■ **WHAT IS EXPECTED**
Rewrite the records below, swapping every "smallest" for "tightest" and keeping everything else unchanged.

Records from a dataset

============

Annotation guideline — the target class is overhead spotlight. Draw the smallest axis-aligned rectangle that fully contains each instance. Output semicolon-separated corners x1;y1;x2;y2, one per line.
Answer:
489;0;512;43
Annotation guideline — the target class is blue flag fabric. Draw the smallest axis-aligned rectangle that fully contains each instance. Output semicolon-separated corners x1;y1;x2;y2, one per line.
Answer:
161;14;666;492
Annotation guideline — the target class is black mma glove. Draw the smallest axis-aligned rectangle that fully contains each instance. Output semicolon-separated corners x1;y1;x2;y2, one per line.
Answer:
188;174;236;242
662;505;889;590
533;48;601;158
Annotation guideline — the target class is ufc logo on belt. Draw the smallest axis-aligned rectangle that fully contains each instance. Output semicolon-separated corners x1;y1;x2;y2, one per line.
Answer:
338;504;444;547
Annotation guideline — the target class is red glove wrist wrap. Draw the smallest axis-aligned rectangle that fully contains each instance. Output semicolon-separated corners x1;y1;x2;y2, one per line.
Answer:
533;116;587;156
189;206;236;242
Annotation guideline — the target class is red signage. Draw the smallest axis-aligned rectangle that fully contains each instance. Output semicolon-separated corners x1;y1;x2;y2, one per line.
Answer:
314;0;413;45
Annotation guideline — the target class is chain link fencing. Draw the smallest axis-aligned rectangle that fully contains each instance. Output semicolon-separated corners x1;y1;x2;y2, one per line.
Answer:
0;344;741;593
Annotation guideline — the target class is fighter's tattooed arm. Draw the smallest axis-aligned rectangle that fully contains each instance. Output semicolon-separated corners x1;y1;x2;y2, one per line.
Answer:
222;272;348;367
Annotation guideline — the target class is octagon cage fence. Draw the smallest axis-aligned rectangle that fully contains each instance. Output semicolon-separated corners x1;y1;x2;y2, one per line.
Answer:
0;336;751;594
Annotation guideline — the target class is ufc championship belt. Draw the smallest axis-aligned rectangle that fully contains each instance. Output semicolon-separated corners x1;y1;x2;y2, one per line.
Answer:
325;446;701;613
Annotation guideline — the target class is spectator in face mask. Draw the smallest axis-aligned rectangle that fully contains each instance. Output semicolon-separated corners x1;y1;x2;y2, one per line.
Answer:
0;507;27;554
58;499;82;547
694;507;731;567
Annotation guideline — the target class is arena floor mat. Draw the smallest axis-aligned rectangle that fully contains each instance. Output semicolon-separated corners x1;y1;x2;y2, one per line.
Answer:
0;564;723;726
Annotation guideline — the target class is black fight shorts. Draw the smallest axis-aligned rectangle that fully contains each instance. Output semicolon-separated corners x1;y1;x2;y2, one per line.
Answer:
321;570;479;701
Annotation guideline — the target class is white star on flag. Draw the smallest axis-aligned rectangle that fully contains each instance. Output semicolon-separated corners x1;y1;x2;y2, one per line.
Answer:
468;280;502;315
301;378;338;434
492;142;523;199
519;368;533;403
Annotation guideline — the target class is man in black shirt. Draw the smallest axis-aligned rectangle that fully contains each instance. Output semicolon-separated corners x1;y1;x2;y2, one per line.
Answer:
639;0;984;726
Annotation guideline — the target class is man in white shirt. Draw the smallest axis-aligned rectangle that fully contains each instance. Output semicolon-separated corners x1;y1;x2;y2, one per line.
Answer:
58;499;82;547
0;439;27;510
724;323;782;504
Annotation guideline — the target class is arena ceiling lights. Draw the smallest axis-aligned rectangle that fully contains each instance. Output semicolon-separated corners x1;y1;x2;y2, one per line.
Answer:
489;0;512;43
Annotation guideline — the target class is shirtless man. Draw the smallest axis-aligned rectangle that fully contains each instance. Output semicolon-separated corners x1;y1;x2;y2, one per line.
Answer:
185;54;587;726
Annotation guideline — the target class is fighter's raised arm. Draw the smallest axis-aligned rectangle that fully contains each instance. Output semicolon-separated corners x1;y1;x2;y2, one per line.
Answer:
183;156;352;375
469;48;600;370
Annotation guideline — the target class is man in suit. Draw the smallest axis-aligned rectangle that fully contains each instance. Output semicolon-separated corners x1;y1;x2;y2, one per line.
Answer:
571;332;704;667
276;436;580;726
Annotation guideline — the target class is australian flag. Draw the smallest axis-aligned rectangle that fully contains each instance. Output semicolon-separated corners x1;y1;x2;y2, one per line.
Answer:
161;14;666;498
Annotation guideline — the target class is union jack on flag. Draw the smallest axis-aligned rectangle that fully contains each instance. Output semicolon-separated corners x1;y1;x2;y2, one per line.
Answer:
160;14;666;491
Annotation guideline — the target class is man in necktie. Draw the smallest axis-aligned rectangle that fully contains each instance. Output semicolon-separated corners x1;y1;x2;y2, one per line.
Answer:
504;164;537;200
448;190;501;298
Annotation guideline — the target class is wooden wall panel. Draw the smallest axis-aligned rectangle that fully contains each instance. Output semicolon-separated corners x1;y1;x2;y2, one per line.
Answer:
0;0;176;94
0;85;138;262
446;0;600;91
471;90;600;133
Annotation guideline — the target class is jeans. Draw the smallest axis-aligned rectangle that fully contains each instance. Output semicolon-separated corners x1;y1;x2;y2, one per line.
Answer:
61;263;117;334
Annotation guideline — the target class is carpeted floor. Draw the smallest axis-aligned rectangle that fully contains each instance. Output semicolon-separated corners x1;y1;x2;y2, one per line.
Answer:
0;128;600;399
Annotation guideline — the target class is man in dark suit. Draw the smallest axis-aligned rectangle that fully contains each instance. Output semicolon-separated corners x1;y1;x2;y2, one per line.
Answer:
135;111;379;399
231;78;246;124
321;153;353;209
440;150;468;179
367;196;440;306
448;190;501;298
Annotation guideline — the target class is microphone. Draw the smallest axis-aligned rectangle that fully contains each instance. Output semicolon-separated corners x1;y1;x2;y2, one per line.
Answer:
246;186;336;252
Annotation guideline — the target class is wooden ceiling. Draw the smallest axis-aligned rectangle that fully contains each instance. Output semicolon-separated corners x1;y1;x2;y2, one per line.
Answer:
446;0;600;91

============

■ **WRITTEN ANSWER**
Annotation guideline — the target class is overhead spotlight. Draw the tightest axis-aligned rectangle that fully contains each instance. Output semicolon-separated corners x1;y1;x2;y2, one per line.
Answer:
489;0;512;43
Annotation guideline — the target class is blue flag fabric. Draw the tightest axis-aligned rectangle that fully contains each instance. Output semicolon-separated corners x1;y1;x2;y2, one per line.
Answer:
161;14;666;492
Annotation guideline — the target class is black mma glove. Draw the tightest axis-aligned rectangle that fully contains each instance. Output semicolon-separated corners x1;y1;x2;y2, one per line.
Answer:
188;174;236;242
662;505;889;590
533;48;601;158
Annotation guideline — the target class is ufc logo on belt. Draw the tightest axis-aligned rectangle that fully contains each instance. Output semicolon-separated corners x1;y1;x2;y2, one per line.
Answer:
338;504;444;547
Annotation guideline — the target class is red glove wrist wrap. Draw the tightest axis-aligned rectangle that fully contains each instance. Output semicolon-separated corners x1;y1;x2;y2, one per line.
Answer:
533;116;587;156
189;206;236;242
Annotation guideline — the target class is red signage. Draw the tightest axis-aligned rectangle that fully contains each instance. Output semicolon-separated corners x1;y1;x2;y2, one per line.
Answer:
314;0;413;45
Annotation guideline — the target class is chain link fencing. Draw the tightest axis-aligned rectangle that fully contains each instance. Output semicolon-separated corners x1;y1;x2;y2, one per line.
Answer:
0;344;741;593
Annotation guideline — the target class is fighter's tattooed arm. Draw the tightest axis-aligned rectangle that fully contains each instance. Output semicolon-separated corners x1;y1;x2;y2, one per line.
Answer:
222;272;348;367
Annotation guideline — the target class is octagon cage fence. Draw the tightest axis-aligned rectangle that fully contains each instance. Output semicolon-separated corners x1;y1;x2;y2, one per line.
Answer:
0;336;751;594
Annotation guideline — the target class is ufc championship belt. Draw the tightest axis-aligned rectangle that fully contains each instance. Output semicolon-separated corners x1;y1;x2;y2, one per line.
Answer:
325;446;701;613
Annotation guideline — the target class is spectator in face mask. Draw the tightest axis-aligned rectangle that fully contains each instance. Output semicolon-separated corners x1;y1;x2;y2, one per line.
Answer:
0;507;27;554
58;499;82;547
694;507;731;567
Annotation guideline — the target class is arena floor mat. Draw the tightest axis-aligned rectangle that fully contains each instance. Output semicolon-separated corners x1;y1;x2;y2, one per line.
Answer:
0;564;723;726
Annotation guideline — the target class is black fight shorts. Draw the tightest axis-aligned rectangle that fully contains each instance. Output semicolon-separated corners x1;y1;x2;y2, one per line.
Answer:
321;570;479;701
Annotation guideline — the target class is white star on flag. Draw the tightest axis-aligned rectangle that fully contains each instance. Output semicolon-separated corners x1;y1;x2;y2, one per line.
Answer:
468;280;502;315
301;378;338;434
492;142;523;199
519;368;533;403
Annotation guideline — the target class is man in black shirt. Draw the tightest axis-aligned rectangle that fully contains each instance. Output semicolon-separated corners x1;y1;x2;y2, one per line.
Answer:
639;0;984;726
Annotation guideline — the target class is man in white shirt. Draw the tightest axis-aligned rectangle that fully contains each instance. Output semicolon-separated corners x1;y1;x2;y2, one per line.
Answer:
58;499;82;547
0;439;27;510
724;323;782;504
Annotation guideline — the target class is arena ceiling lights. Draw the tightest axis-aligned rectangle that fully contains each instance. Output semicolon-separated corners x1;y1;x2;y2, one per line.
Answer:
489;0;512;43
Annotation guideline — the target class is shirtless man. Draw the tightest axis-aligned rectangle that fully contains each instance. Output semicolon-separated corners x1;y1;x2;y2, one per line.
Answer:
185;54;587;726
Annotation guideline — the target class is fighter's raised arm. Draw the tightest axis-aligned rectangle that fully contains each instance. Output semicolon-separated corners x1;y1;x2;y2, one per line.
Answer:
183;156;352;375
469;48;600;370
Annotation guideline — the target class is man in suit. Draw the tightest axis-aligned rectangle that fully contains each instance. Output semicolon-separated corners x1;y1;x2;y2, one per line.
Answer:
571;332;704;667
276;436;580;726
Annotation guideline — the target class is australian flag. Draw the tightest axis-aligned rectangle that fully contains each instance. Output semicolon-separated corners x1;y1;x2;y2, one per line.
Answer:
161;14;666;498
Annotation guideline — the target class is union jack on flag. Draw the tightest axis-aligned rectangle that fully contains each instance. Output semicolon-separated corners x1;y1;x2;y2, one per line.
Answer:
160;14;666;491
Annotation guideline — the target class is man in necktie. Draw the tightest axis-aligned rectangle that fully contains each instance. Output semicolon-separated corners x1;y1;x2;y2, one per line.
Answer:
504;164;537;200
448;190;501;298
Annotation guideline — the target class is wooden wall panel. Draw the tightest axis-aligned rectangle that fully contains each instance. Output semicolon-separated corners x1;y1;x2;y2, one per line.
Answer:
0;0;176;94
0;85;138;262
446;0;600;91
471;90;600;133
Annotation guideline — the target class is jeans. Draw the tightest axis-aligned rectangle that fully contains each instance. Output semicolon-separated corners x1;y1;x2;y2, one per line.
Answer:
61;263;117;334
Annotation guideline — the target class is carpeted floor. Draw the tightest axis-aligned rectangle that fully contains each instance. Output semicolon-separated corners x1;y1;x2;y2, one per line.
Answer:
0;128;600;399
Annotation guideline — the target class is man in dark suit. Draw the tightest axis-aligned rectangle that fully contains each instance. Output semicolon-separated corners x1;y1;x2;y2, one per line.
Answer:
135;111;379;399
231;78;246;124
321;153;353;209
440;150;468;179
367;196;440;306
448;190;501;298
Annotation guideline — the target class is microphone. Draw the tightest axis-aligned rectangle that fully contains each instance. Output semicolon-separated corners x1;y1;x2;y2, one per line.
Answer:
246;186;336;252
Annotation guideline — the target class is wooden ceiling. Draw the tightest axis-aligned rectangle that fully contains each instance. Output semicolon-separated corners x1;y1;x2;y2, one per line.
Answer:
446;0;600;91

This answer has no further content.